*PARTS OF THE EXERCISE*:
[A] List every kind of party named in the article on avoiding litigation below as someone whose agreement should be recorded in writing.
[B] Answer these questions from the article on avoiding litigation below, one answer per line:
(i) Who is quoted as saying that a verbal contract isn't worth the paper it's written on?
(ii) Which online resources are given as examples of what can be accessed at the click of a button?
(iii) What does the article advise sending after an agreement is communicated verbally?
[C] Decide whether each statement agrees with the article on avoiding litigation below. Answer yes or no and quote the words that decide it.
(i) The cost of litigation can be greater than the value of the claim.
(ii) Online standard contracts are adequate as long as they look professional.
(iii) Every dispute can be avoided.

*QUOTED PASSAGE*:

---*---

At first sight it may seem contradictory for a litigation lawyer to advise on how best to avoid litigation. However, at DTM Legal we aim to secure the best possible outcome for our clients, and this can often only be achieved at the early stage of a disagreement, before positions become entrenched.

Of course some disputes are unavoidable, and this article aims to provide you with some simple tips on how to avoid litigation, or at best, be in a strong position if matters do go to court.

There are endless reasons why a business or individual should avoid litigation. Court proceedings are costly, and in some instances, the cost of litigation can exceed the value of the claim, with no guarantee that you will see the return of your legal fees. Preparing cases for court can consume management time, drain resources and may impact on staff morale.

Ultimately, it will take you away from what you do best, namely progressing your business and generating profits. Worse still, litigation can generate strong animosities which can be damaging to your reputation impacting on existing and future business relations. There are a number of ways you can reduce the need for litigation:


1. “A verbal contract isn’t worth the paper it’s written on” – Always Put it In Writing!

Disagreements often boil down to what was, or more importantly what was not, agreed between the parties. As Samuel Goldwyn once famously said, “a verbal contract isn’t worth the paper it’s written on”. It is difficult to establish who said what if the agreement is not properly documented. Whether it is an agreement with an employee, customer, contractor or supplier, it is vital that it is recorded and preferably signed in writing.

Bad habits are easy to fall into, especially when dealing with a long standing and a seemingly trusted client. If communication is made verbally, then it is advisable to follow it up with an email or standard letter. This will ensure that the agreement reflects the terms on which you want to do business.


2. Beware of Online Documents!

At the click of a button you can access various online resources including example tenancy agreements and standard contracts. While they may look professional and sound good, a lack of tailoring will result in the contract being inadequate to protect your business needs.

It is really important to invest time at the outset and have your contracts properly drafted.

This will help to ensure that all eventualities are considered before the dispute crops up. If a contract is silent on a specific point and a dispute does occur, litigation may be your only option for the court to decide what terms were incorporated into the contract. An unenforceable contract due to cutting corners will far exceed the cost of having a contract properly drafted and tailored to your needs.


3. Act, now!

---*---

*DATA LINES*:
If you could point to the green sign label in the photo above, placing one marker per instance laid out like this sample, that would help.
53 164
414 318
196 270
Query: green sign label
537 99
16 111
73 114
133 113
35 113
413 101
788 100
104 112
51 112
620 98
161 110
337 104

---*---

*EXERCISE RESPONSES*:
[A]
employee
customer
contractor
supplier

[B]
(i) Samuel Goldwyn
(ii) Example tenancy agreements and standard contracts
(iii) An email or standard letter

[C]
(i) Yes: "the cost of litigation can exceed the value of the claim"
(ii) No: "a lack of tailoring will result in the contract being inadequate to protect your business needs"
(iii) No: "Of course some disputes are unavoidable"